## [Goal]
Restate the full set of records exactly, word for word.

## [Provided records]
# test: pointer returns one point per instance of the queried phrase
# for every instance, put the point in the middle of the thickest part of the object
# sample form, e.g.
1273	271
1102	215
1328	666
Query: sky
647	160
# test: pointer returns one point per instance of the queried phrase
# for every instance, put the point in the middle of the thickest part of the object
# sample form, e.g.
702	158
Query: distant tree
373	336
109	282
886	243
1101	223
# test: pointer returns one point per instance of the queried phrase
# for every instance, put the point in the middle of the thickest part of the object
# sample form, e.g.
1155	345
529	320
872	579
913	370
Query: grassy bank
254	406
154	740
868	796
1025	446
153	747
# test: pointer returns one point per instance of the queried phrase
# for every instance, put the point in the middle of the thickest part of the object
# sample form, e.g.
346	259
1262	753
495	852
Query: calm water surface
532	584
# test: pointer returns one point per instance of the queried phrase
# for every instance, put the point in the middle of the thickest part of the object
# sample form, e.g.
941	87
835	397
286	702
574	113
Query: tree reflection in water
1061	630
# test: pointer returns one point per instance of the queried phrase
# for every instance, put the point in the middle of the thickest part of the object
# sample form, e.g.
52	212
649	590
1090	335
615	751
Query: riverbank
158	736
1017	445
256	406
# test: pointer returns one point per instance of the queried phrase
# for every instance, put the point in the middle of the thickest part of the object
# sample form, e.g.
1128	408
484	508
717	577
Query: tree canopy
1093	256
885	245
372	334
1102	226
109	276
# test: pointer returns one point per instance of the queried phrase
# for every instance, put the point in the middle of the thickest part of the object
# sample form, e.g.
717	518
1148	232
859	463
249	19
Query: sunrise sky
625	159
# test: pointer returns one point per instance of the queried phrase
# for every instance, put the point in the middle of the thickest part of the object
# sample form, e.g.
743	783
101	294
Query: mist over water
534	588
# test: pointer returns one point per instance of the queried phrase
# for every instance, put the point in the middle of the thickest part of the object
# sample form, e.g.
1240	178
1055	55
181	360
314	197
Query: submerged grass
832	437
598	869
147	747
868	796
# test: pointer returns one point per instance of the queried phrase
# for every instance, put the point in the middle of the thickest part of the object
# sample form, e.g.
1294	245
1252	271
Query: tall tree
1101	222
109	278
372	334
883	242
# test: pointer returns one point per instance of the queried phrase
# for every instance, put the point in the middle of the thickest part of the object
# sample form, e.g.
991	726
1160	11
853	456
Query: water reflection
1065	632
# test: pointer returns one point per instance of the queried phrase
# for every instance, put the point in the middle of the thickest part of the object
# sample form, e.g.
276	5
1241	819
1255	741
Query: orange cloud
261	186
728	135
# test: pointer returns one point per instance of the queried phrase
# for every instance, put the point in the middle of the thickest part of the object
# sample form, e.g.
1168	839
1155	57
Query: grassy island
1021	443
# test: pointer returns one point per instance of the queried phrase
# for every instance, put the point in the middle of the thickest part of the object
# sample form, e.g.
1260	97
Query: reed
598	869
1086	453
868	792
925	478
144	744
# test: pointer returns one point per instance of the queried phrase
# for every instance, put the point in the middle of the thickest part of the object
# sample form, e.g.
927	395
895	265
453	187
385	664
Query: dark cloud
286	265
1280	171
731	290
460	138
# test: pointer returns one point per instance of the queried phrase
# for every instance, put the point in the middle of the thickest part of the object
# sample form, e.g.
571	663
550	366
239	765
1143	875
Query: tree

## [Task result]
# test: pointer returns one point per instance of the queried phrase
# for every instance, put the point in the middle of the thickest part of the object
# sample form, e.g.
1273	271
1102	215
1328	666
Query: sky
647	160
# test: pointer returns one point per instance of the queried phrase
# for every instance, put the point in the middle of the thickest part of the object
# sample form, e.g.
702	158
Query: distant tree
373	336
109	282
886	243
1101	223
# test: pointer returns one point per instance of the queried phrase
# for every instance, put the point in the middle of the thickest part of the object
# sample form, e.g.
1155	345
529	320
872	579
913	370
Query: grassy bank
254	406
154	740
868	796
1025	446
153	747
# test: pointer returns one point per instance of the queried phrase
# for every instance, put the point in the middle of the thickest part of the object
# sample form, e.g.
346	259
1262	753
495	852
Query: calm water surface
532	584
# test: pointer returns one point per instance of the queried phrase
# for every instance, put the point in the middle of the thickest part of the object
# sample form, e.g.
941	87
835	397
286	702
574	113
Query: tree reflection in water
1061	630
# test: pointer returns one point per instance of the queried phrase
# for every instance, put the point in the middle of the thickest part of the object
# sample form, e.g.
52	212
649	590
1090	335
615	751
Query: riverbank
158	736
1017	445
256	406
# test: pointer returns one point per instance of the queried phrase
# for every instance, put the point in the middle of the thickest part of the object
# sample form, e.g.
1128	408
484	508
717	577
Query: tree canopy
1093	256
885	245
372	334
1102	226
109	276
# test: pointer returns one point per instance of the queried phrase
# for every instance, put the point in the middle of the thickest part of the object
# sample form, e.g.
717	518
1148	232
859	463
249	19
Query: sunrise sky
625	159
# test: pointer returns one point per instance of the queried phrase
# for every instance, put the point in the middle of the thickest part of the object
# sample form, e.g.
743	783
101	294
Query: mist over water
534	588
# test: pointer returns one point per instance of the queried phrase
# for every instance, put the point in the middle of the thickest part of the object
# sample form, e.g.
1240	178
1055	55
181	360
314	197
Query: submerged grass
832	437
598	869
147	747
868	796
# test: pointer returns one point per instance of the queried phrase
# for every instance, put the point in the middle of the thickest part of the object
# sample form, e.g.
1294	245
1252	271
Query: tall tree
1101	222
109	278
372	334
883	242
# test: pointer returns one point per instance of the queried phrase
# for every instance, put the point in the middle of the thickest part of the object
# sample form, e.g.
991	726
1160	11
853	456
Query: water reflection
1065	632
# test: pointer returns one point per instance of the queried phrase
# for every instance, put the point in the middle of the thickest part of the object
# sample form, e.g.
276	5
1241	819
1255	741
Query: orange cloud
261	186
728	135
# test: pointer returns one point per instance of the queried phrase
# for every instance, put the point in the middle of the thickest part of the object
# sample form, e.g.
1168	839
1155	57
Query: grassy island
1021	443
# test: pointer returns one point per instance of the queried phrase
# for every instance, put the point in the middle of the thickest part of the object
# sample form, e.g.
1260	97
Query: reed
598	869
1086	453
868	792
925	478
144	744
# test: pointer returns one point per instance of the queried phrase
# for every instance, put the point in the middle of the thickest part of the object
# sample form, e.g.
927	395
895	265
453	187
385	664
Query: dark cloud
286	265
1280	171
731	290
460	138
# test: pointer returns one point per instance of the queried phrase
# for every instance, put the point in the middle of the thickest part of the object
# sample form, e.g.
571	663
550	366
239	765
1143	875
Query: tree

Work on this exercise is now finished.